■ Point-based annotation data
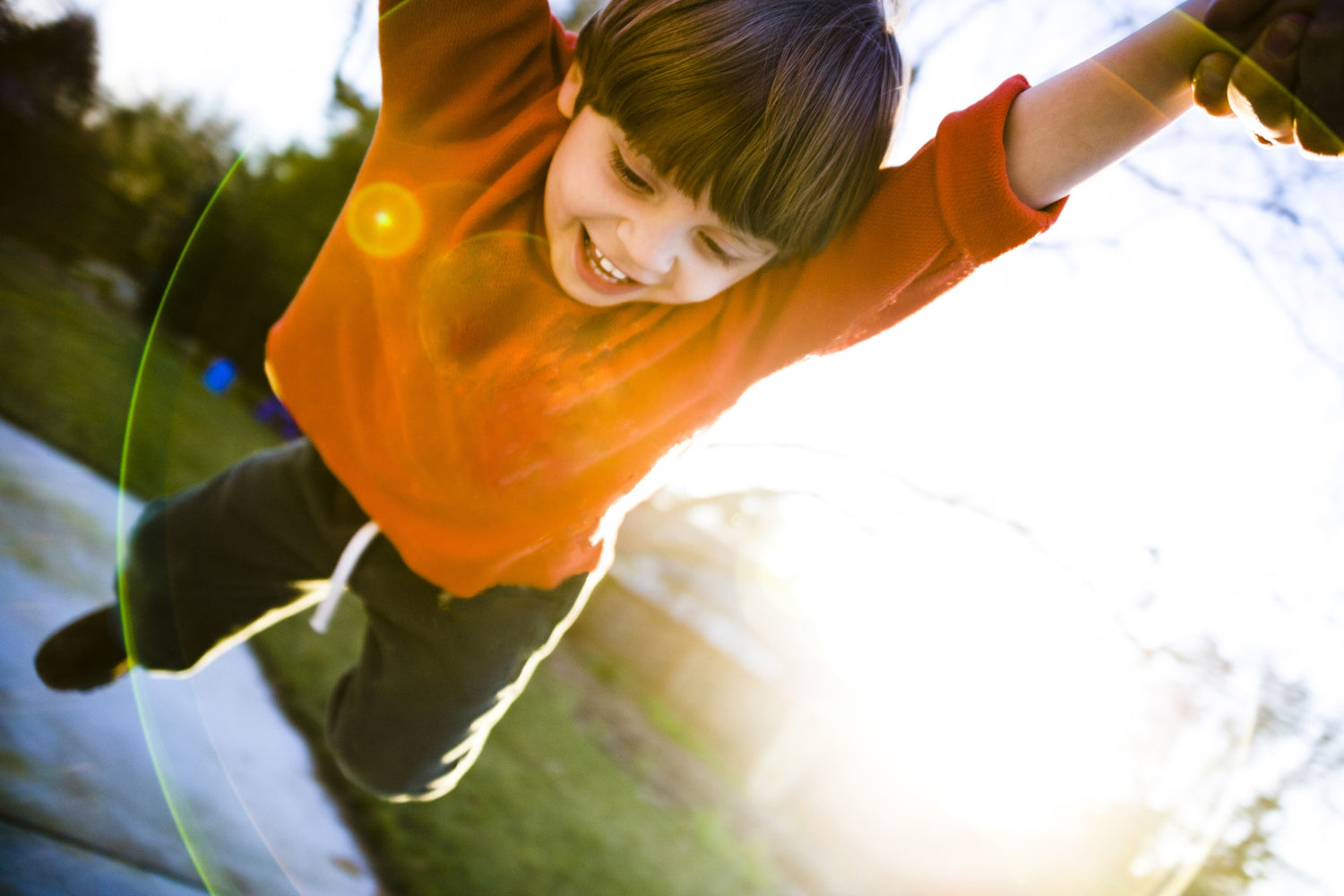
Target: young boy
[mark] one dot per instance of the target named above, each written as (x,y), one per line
(559,263)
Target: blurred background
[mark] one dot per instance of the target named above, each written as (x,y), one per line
(1037,592)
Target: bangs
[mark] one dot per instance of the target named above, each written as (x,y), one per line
(780,112)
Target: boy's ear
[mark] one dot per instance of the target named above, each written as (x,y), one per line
(570,90)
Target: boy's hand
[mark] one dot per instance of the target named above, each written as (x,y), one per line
(1289,86)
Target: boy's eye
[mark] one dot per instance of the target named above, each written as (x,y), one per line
(626,175)
(720,254)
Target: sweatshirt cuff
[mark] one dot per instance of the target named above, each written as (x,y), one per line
(978,206)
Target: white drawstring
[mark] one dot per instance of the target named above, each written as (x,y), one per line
(344,567)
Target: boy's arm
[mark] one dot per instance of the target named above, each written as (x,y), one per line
(1067,128)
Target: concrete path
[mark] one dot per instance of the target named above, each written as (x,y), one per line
(82,810)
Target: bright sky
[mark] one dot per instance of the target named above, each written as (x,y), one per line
(1155,390)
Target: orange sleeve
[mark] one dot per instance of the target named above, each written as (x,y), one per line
(454,72)
(927,225)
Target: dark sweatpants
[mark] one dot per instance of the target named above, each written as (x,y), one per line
(217,563)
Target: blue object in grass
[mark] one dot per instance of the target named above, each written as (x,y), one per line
(220,375)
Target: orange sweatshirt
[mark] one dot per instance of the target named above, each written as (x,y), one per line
(486,419)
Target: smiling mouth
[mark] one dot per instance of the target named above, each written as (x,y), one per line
(602,266)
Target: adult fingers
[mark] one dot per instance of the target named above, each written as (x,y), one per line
(1225,15)
(1320,80)
(1212,74)
(1261,85)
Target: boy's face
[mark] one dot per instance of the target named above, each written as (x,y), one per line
(621,234)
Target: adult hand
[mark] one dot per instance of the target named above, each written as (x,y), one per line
(1289,85)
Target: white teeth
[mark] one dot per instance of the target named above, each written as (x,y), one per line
(601,265)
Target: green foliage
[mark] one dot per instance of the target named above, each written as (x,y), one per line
(543,812)
(69,373)
(255,245)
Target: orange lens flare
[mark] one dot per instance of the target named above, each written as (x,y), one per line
(384,220)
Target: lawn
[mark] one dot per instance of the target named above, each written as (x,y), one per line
(545,810)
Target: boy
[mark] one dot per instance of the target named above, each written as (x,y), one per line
(559,263)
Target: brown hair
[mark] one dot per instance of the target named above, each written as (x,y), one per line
(782,109)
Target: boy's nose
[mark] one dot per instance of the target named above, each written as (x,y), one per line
(650,246)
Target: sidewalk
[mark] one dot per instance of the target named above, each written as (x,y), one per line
(81,805)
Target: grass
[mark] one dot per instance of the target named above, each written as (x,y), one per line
(69,373)
(543,812)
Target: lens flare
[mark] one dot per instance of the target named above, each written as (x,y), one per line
(384,220)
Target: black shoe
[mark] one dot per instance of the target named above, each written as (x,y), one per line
(85,654)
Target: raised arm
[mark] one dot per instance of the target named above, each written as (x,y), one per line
(1064,129)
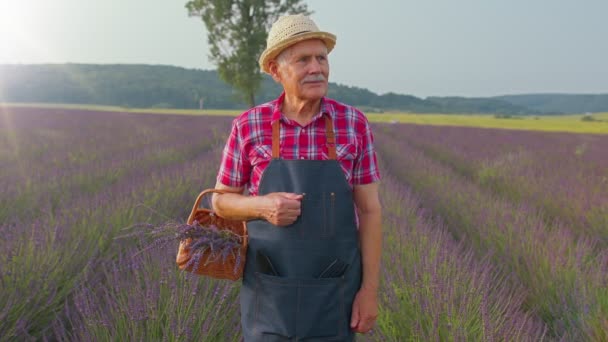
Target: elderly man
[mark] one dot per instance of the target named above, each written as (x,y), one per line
(312,209)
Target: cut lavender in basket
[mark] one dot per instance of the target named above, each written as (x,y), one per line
(208,242)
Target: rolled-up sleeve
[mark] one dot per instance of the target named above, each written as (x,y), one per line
(365,169)
(235,169)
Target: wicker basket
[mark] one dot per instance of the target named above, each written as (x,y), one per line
(220,269)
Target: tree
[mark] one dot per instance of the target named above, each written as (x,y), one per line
(237,31)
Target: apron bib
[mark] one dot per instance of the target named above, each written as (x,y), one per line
(299,304)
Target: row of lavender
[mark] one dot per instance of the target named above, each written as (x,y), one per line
(49,157)
(564,273)
(564,175)
(53,243)
(66,275)
(432,289)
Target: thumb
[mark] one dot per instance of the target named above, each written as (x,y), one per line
(290,195)
(354,320)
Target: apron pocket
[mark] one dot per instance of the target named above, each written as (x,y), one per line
(306,308)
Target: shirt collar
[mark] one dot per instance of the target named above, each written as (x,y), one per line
(325,108)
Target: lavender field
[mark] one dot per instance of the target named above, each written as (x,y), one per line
(489,235)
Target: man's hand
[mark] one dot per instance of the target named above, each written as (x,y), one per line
(365,310)
(282,208)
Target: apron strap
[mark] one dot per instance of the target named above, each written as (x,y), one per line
(329,133)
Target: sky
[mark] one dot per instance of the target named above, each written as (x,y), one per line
(472,48)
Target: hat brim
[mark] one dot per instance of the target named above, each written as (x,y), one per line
(271,53)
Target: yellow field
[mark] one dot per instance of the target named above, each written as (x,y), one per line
(564,123)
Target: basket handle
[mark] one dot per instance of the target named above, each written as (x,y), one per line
(205,192)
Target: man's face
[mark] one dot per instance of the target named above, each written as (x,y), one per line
(304,70)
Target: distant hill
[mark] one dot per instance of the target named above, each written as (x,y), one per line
(160,86)
(560,103)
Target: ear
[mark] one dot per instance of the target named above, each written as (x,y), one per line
(273,67)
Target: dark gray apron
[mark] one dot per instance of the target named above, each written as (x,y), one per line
(297,305)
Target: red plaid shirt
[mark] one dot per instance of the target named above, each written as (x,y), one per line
(249,147)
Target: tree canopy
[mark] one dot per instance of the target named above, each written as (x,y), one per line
(237,31)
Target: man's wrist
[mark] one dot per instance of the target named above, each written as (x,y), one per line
(369,288)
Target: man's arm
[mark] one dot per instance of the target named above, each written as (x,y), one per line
(279,208)
(370,233)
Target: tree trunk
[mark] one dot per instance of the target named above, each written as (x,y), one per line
(250,99)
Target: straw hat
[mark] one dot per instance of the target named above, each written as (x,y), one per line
(288,30)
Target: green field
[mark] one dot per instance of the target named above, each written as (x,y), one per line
(557,123)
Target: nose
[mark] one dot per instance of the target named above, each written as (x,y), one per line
(315,66)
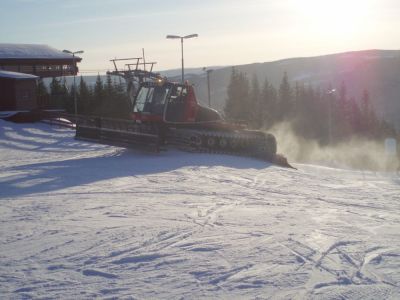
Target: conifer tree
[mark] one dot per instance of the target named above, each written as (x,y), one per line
(285,98)
(255,113)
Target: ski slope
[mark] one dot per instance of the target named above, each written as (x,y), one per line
(81,220)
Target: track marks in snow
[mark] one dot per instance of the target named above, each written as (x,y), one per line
(138,259)
(91,272)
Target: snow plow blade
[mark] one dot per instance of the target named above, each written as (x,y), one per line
(116,132)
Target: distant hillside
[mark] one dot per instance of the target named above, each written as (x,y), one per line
(378,71)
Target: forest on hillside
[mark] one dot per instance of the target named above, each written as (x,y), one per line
(326,115)
(105,99)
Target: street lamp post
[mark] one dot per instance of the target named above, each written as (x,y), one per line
(208,84)
(182,38)
(73,62)
(331,93)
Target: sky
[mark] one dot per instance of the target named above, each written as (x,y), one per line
(231,32)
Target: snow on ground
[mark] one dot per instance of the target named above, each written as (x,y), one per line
(80,220)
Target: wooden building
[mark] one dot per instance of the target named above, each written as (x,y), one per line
(17,91)
(39,60)
(20,67)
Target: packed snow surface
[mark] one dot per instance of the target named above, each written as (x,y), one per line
(82,220)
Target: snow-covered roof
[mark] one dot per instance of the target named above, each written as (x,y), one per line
(16,75)
(31,51)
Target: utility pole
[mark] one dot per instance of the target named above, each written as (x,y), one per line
(182,38)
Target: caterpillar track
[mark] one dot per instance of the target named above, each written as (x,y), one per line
(246,143)
(167,113)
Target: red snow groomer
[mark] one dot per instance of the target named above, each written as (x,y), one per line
(167,113)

■ WHAT IS ASKED
Leave out the pictures and reproduce the rest of the listing exactly.

■ ANSWER TO THIS PROBLEM
Target: young boy
[mark] one dot per instance of the target named above, each written as (x,y), one per line
(559,263)
Target: blurred background
[mark] one dot per instance of the target named above, each written as (x,y), one per line
(1037,592)
Target: bangs
[mark] one dot per instance of the target named above, each written as (x,y), one per line
(780,112)
Target: boy's ear
[mark] one dot per instance of the target named above, each written as (x,y), one per line
(570,90)
Target: boy's hand
[mark] one dot per instance of the target named above, each written as (x,y), one per line
(1289,86)
Target: boy's eye
[mark] one dot per instance of the target named above, each written as (x,y), one per line
(626,175)
(720,254)
Target: sweatshirt cuff
[mark] one dot per instance of the target named above, each written as (x,y), one per line
(978,206)
Target: white drawstring
[mark] one dot per instance of the target named above, each written as (x,y), one per line
(344,567)
Target: boy's arm
[mark] one dot per instance of the target named above, each written as (x,y), one per line
(1067,128)
Target: concrete path
[mark] one dot per instance of the target named above, each written as (x,y), one per line
(82,810)
Target: bright sky
[mark] one dot per instance of the target named above, each written as (x,y), one per line
(1155,390)
Target: orange sleeve
[mark] one dot per instance of the target named above, each written as (x,y), one per line
(454,72)
(927,225)
Target: dark sweatpants
[mark] one dot per instance of the target named above, each written as (x,y), one per line
(217,563)
Target: blue object in grass
[mark] one dot per instance of the target named above, each written as (x,y), one per line
(220,375)
Target: orange sweatshirt
[mark] one dot per instance of the target named above, each written as (x,y), one per line
(486,419)
Target: smiling mouth
[mark] one dot per instance of the target named above, each written as (x,y), one per line
(602,266)
Target: adult fingers
[mark] one dot per instance of the target named above, each written as (x,y), one per line
(1225,15)
(1320,80)
(1212,74)
(1261,85)
Target: boy's face
[mark] one dot per instance of the target named above, each written as (x,y), one per line
(621,234)
Target: adult hand
[mark] one dot per instance of the target named above, each written as (x,y), one per line
(1289,85)
Target: white teeth
[mark] one dot per instance of the target named above, each written as (x,y), one per line
(601,265)
Target: green foliage
[mark] one dot per instance of the target named above, each written as (x,y), one per line
(543,812)
(69,373)
(255,245)
Target: orange lens flare
[mark] one dot per instance of the target named above, each written as (x,y), one per line
(384,220)
Target: lawn
[mark] one dot per instance of the target named above, each written as (x,y), one per line
(545,810)
Target: boy
[mark] one dot per instance of the target named above, each written as (x,y), one per line
(559,263)
Target: brown hair
[mark] one dot per instance of the target named above, each written as (x,y), one per line
(782,109)
Target: boy's nose
[mark] one dot per instance of the target named above, each written as (x,y), one per line
(650,246)
Target: sidewalk
[mark] one dot per instance of the target named above, each written as (x,y), one per line
(81,805)
Target: grass
[mark] one dot per instance of the target named above, each written as (x,y), one per line
(69,373)
(543,812)
Target: lens flare
[mark] one dot per instance of the target named above, each written as (x,y), one per line
(384,220)
Target: black shoe
[mark] one dot per instance of the target named above, each written as (x,y), one per line
(85,654)
Target: raised arm
[mark] one dot per instance of the target named above, each written as (x,y), one per line
(1064,129)
Target: elderly man
[mark] one dot per instance of the target named above, each written as (x,y), one per line
(312,209)
Target: cut lavender in basket
[mark] one dot per instance of the target named above, each written as (x,y), one per line
(208,242)
Target: rolled-up sleeve
[mark] one dot per instance of the target named above, each written as (x,y), one per line
(365,169)
(235,169)
Target: wicker basket
[mark] one dot per instance of the target named above, each written as (x,y), one per line
(220,269)
Target: tree
[mark] one dot per instance of the target named above, each written as (x,y), one per line
(237,31)
Target: apron bib
[mark] one dot per instance of the target named above, each written as (x,y), one per line
(299,304)
Target: row of lavender
[mark] one dot per instance of the target named above, each written as (x,y), one per line
(49,157)
(564,273)
(564,175)
(53,243)
(66,275)
(432,289)
Target: thumb
[mark] one dot per instance of the target named above, each written as (x,y), one per line
(290,195)
(354,320)
Target: apron pocket
[mark] one dot per instance of the target named above, each written as (x,y), one per line
(306,308)
Target: shirt collar
[mark] one dot per instance of the target named above, each written as (x,y), one per line
(325,108)
Target: lavender field
[mark] one dot per instance of the target named above, each written as (x,y), one per line
(489,235)
Target: man's hand
[mark] one dot per instance of the target named above, each written as (x,y), one per line
(365,310)
(282,208)
Target: apron strap
[mark] one dot per instance of the target named above, each written as (x,y), one per line
(329,133)
Target: sky
[mark] one dot per instance of the target named above, each written as (x,y), one per line
(472,48)
Target: hat brim
[mark] one dot per instance of the target named above, each written as (x,y), one per line
(271,53)
Target: yellow field
[mark] one dot per instance of the target named above, each written as (x,y), one per line
(564,123)
Target: basket handle
[mark] one dot per instance of the target named above, each written as (x,y), one per line
(205,192)
Target: man's face
[mark] one dot per instance of the target named above, each written as (x,y), one per line
(304,70)
Target: distant hill
[mark] one dot per instance of the target named above, each written as (x,y), one per line
(160,86)
(560,103)
Target: ear
[mark] one dot per instance of the target named above, each written as (x,y), one per line
(273,67)
Target: dark gray apron
[mark] one dot per instance of the target named above, each written as (x,y), one per line
(297,305)
Target: red plaid shirt
[mark] one dot per instance of the target named above, each written as (x,y), one per line
(249,147)
Target: tree canopy
[mark] one dot per instance of the target named above, each written as (x,y), one per line
(237,31)
Target: man's wrist
[mark] one dot per instance of the target named above, each written as (x,y), one per line
(369,288)
Target: man's arm
[mark] one dot per instance of the target named above, each written as (x,y), one per line
(279,208)
(370,233)
Target: tree trunk
[mark] one dot per instance of the target named above, each written as (x,y), one per line
(250,99)
Target: straw hat
[mark] one dot per instance of the target named above, each written as (x,y), one per line
(288,30)
Target: green field
[mark] one dot per instance of the target named above, each written as (x,y), one per line
(557,123)
Target: nose
[mark] one dot per instance of the target named above, each written as (x,y), one per line
(315,66)
Target: conifer tree
[mark] one dot per instance of the target named above, each written as (x,y), one per line
(285,98)
(255,113)
Target: ski slope
[mark] one dot per instance of the target named above, each written as (x,y), one per line
(81,220)
Target: track marks in snow
[mark] one dot per instance of the target named above, each written as (x,y), one per line
(138,259)
(91,272)
Target: snow plow blade
[mark] one dot per instance of the target named above, each written as (x,y), one per line
(116,132)
Target: distant hillside
[mark] one dot per instance of the target named above, each written as (x,y), one per line
(378,71)
Target: forest on hillside
[mark] one dot per instance of the target named above, each written as (x,y), one per line
(326,115)
(105,99)
Target: street lamp post
[mark] one dot per instance of the target named above, each written as (x,y), one per line
(208,84)
(182,38)
(73,62)
(331,93)
Target: sky
[mark] one dot per instance of the target named above, each written as (x,y), one per line
(231,32)
Target: snow on ground
[mark] one dot per instance of the target named above, each written as (x,y), one per line
(80,220)
Target: wooden building
[mark] one dot per instance of the target named above, each written as (x,y), one per line
(17,91)
(39,60)
(20,67)
Target: packed snow surface
[mark] one dot per instance of the target named above, each written as (x,y), one per line
(82,220)
Target: snow-covered roof
[mark] one dot per instance of the target named above, each written as (x,y), one per line
(16,75)
(31,51)
Target: utility pole
[mark] one dot per instance of the target named above, each written as (x,y), one per line
(182,38)
Target: caterpillar track
[mark] one dot per instance of the target named above, each written as (x,y), one per line
(246,143)
(167,113)
Target: red snow groomer
[mark] one dot per instance of the target named above, each written as (x,y), one per line
(167,113)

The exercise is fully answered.